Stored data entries
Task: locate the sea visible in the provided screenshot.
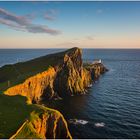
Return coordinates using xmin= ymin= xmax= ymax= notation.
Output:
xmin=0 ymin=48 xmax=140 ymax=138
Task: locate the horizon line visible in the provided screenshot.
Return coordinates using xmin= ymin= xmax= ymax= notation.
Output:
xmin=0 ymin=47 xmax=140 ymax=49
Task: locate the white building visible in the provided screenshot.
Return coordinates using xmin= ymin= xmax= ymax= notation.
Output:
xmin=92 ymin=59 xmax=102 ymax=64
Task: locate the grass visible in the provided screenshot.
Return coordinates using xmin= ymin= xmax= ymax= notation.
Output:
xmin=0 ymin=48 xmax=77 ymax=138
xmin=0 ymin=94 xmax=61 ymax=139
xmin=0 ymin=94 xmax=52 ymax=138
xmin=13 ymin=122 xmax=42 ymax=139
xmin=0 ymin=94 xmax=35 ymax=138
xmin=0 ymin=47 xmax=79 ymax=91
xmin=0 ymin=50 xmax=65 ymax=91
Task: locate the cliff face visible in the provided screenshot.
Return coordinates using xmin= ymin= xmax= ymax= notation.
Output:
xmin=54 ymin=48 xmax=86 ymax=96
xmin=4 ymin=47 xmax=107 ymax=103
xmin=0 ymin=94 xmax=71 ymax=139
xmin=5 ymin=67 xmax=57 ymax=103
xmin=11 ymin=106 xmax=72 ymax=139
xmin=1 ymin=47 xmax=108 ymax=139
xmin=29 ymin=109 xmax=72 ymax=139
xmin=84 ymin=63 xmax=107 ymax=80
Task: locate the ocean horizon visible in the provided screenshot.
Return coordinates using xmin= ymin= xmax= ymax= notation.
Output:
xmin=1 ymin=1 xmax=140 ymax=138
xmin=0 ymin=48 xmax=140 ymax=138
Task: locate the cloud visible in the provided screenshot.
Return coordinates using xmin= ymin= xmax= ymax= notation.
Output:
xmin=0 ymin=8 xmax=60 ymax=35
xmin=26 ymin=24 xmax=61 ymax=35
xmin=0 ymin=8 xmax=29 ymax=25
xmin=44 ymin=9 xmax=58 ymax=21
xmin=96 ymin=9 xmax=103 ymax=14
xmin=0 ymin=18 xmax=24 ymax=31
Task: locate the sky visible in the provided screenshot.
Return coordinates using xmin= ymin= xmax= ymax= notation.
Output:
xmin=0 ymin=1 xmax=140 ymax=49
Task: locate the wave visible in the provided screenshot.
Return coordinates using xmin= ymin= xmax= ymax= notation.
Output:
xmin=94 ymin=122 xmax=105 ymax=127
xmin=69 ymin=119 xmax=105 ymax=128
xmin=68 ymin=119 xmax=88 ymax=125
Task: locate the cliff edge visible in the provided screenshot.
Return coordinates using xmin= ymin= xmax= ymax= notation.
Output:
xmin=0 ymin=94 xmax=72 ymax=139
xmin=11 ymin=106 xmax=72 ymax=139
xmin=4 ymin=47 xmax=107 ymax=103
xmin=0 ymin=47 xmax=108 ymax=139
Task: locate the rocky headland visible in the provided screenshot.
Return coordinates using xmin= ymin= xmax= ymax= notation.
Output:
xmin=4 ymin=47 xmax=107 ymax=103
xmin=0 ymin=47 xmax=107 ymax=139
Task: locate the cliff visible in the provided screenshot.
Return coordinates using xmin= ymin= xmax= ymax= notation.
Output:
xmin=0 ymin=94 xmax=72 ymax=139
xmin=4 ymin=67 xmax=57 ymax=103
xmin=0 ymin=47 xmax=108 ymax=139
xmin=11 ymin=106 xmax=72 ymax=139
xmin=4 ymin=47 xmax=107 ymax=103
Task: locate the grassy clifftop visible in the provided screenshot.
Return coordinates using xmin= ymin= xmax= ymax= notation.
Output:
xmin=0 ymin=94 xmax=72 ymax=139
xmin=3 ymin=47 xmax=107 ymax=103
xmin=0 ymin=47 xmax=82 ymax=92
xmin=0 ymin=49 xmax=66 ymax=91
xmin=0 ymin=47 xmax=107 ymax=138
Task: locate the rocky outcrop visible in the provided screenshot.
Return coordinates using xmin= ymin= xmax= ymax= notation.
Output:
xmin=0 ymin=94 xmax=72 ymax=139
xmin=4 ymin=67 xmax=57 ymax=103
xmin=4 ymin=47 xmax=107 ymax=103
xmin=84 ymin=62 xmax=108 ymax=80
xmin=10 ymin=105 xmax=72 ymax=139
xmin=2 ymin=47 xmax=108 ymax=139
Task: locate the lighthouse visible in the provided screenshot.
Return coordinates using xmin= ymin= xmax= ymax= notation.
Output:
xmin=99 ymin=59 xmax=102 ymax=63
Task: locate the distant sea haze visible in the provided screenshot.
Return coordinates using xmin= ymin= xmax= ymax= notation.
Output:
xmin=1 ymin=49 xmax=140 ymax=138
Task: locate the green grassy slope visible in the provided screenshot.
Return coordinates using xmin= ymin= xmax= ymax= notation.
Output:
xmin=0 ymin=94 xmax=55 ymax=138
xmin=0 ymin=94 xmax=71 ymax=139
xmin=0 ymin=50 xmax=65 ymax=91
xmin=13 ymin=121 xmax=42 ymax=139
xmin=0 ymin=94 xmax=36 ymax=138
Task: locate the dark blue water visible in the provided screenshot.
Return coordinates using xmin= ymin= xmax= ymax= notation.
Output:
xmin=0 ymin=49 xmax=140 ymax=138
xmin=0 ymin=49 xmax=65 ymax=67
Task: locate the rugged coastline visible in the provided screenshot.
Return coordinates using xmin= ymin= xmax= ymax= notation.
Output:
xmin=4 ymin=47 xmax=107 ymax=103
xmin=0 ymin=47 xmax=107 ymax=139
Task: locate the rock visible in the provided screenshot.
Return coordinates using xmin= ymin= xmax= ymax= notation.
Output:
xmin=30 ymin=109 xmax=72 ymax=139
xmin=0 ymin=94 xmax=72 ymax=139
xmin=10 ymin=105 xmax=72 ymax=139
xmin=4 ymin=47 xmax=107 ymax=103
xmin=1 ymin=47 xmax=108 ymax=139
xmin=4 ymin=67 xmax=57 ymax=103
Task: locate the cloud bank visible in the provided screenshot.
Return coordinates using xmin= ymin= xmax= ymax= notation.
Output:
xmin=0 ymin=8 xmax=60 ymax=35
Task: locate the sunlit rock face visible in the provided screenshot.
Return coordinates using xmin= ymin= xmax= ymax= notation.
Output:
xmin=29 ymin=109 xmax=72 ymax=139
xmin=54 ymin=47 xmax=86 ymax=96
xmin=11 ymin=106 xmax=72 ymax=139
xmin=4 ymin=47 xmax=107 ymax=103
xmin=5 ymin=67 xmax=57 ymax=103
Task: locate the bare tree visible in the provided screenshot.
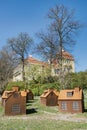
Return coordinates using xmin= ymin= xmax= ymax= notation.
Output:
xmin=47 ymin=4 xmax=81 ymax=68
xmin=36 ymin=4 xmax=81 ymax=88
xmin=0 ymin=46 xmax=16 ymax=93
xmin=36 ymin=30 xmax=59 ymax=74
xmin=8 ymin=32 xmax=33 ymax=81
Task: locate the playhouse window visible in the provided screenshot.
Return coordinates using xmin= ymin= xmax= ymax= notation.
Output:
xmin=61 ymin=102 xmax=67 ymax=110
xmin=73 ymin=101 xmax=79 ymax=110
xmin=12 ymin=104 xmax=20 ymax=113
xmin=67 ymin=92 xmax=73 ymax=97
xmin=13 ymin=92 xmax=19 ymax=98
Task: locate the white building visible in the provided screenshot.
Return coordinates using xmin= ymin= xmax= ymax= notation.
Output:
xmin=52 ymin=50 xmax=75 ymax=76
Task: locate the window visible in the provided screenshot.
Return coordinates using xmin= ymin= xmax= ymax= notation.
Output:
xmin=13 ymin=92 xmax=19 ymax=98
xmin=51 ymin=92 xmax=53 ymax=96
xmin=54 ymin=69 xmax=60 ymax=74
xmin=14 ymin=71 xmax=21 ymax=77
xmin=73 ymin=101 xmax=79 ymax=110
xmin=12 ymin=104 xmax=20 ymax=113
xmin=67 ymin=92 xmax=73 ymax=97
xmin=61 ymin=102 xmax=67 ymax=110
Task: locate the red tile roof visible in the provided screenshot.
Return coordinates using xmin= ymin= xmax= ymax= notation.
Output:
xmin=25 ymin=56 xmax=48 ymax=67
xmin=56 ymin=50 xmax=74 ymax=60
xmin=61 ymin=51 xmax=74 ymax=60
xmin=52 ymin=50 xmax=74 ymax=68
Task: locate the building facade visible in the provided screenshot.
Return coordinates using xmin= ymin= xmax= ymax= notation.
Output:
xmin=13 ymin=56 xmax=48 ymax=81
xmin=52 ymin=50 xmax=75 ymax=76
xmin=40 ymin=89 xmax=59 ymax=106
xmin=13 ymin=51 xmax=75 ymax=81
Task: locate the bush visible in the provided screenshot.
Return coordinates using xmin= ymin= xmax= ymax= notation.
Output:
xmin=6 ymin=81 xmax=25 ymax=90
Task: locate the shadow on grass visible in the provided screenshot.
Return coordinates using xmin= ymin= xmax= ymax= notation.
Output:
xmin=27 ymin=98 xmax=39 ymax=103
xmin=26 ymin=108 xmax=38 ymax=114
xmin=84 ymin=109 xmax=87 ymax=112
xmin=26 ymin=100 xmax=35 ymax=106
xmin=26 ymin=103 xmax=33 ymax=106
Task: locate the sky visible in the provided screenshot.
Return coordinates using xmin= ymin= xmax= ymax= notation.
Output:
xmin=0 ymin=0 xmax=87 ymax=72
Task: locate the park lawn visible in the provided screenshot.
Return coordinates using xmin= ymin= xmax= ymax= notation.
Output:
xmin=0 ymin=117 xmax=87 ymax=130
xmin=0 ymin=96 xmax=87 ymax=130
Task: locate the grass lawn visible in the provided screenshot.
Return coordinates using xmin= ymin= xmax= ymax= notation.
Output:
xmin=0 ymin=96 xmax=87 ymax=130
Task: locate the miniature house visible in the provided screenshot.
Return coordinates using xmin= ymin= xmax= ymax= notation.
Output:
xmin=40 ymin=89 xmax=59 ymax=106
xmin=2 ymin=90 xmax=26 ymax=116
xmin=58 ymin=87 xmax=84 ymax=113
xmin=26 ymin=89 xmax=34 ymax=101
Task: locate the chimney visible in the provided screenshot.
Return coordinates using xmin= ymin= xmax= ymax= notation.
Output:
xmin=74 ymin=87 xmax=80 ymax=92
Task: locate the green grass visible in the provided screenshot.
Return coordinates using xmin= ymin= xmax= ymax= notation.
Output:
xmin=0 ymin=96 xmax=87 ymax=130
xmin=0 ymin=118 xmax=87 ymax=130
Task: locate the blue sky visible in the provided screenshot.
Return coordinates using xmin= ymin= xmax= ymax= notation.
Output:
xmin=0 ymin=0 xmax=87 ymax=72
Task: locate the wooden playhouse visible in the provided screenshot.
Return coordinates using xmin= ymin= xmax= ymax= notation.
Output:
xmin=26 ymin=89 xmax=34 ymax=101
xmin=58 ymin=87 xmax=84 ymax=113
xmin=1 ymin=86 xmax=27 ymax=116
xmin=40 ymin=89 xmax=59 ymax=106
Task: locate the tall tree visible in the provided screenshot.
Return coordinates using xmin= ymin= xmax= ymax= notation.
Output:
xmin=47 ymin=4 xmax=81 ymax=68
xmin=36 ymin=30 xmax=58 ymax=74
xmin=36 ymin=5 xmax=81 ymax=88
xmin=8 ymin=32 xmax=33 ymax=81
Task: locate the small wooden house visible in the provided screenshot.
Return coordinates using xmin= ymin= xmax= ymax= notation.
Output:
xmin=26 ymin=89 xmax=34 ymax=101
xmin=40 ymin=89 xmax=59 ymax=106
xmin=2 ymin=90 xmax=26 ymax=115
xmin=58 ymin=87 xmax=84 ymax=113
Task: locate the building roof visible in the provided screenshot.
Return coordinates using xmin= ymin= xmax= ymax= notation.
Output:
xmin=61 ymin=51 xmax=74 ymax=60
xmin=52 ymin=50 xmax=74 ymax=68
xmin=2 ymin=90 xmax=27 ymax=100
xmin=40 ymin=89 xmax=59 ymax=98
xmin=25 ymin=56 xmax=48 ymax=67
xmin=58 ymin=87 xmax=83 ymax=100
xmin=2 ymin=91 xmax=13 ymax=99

• _What the task requires_
Each line above that includes the word "wooden" is to be copied.

• _Completed task_
Task: locate the wooden playhouse visible in the provided screenshot.
Task: locate the small wooden house visible in the provided screenshot.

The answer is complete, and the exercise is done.